TASK:
Report each line in the entries below that contains the word "eyeglasses", copying every such line in full.
— start of SUPPLIED RECORDS —
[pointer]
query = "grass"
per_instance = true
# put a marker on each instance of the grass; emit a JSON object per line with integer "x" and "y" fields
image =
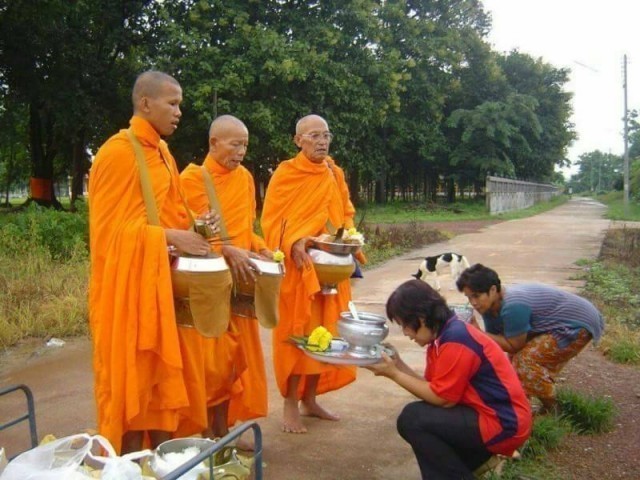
— end of SUPPLIED RECORDS —
— start of SUPPLIED RECORDS —
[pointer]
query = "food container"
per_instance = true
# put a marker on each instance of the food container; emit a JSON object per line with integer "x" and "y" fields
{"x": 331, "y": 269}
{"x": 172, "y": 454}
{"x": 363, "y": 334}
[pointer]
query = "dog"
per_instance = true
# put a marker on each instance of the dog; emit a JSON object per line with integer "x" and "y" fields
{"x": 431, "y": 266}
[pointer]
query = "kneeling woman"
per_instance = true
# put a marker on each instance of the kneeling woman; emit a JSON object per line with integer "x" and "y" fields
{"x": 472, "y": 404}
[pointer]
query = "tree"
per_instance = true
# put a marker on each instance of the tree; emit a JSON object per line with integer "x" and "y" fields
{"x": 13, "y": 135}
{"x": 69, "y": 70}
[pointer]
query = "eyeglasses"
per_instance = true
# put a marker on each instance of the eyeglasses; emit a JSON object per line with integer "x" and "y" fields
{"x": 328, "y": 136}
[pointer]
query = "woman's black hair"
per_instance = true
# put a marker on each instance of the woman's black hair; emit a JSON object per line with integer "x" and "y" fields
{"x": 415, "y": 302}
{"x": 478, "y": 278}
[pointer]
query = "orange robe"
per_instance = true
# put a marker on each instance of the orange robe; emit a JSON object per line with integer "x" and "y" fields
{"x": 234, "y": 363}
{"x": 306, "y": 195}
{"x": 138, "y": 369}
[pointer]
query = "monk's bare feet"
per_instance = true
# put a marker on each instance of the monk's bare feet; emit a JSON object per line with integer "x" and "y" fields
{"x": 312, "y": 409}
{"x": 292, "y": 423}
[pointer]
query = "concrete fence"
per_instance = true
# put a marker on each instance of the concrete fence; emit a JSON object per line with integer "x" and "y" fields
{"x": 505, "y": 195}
— end of SUPPLIED RECORDS —
RESPONSE TO THE TASK:
query = "eyeglasses"
# put a marker on each instance of the eyeglasses; emit a JSON object per line with integer "x" and "y" fields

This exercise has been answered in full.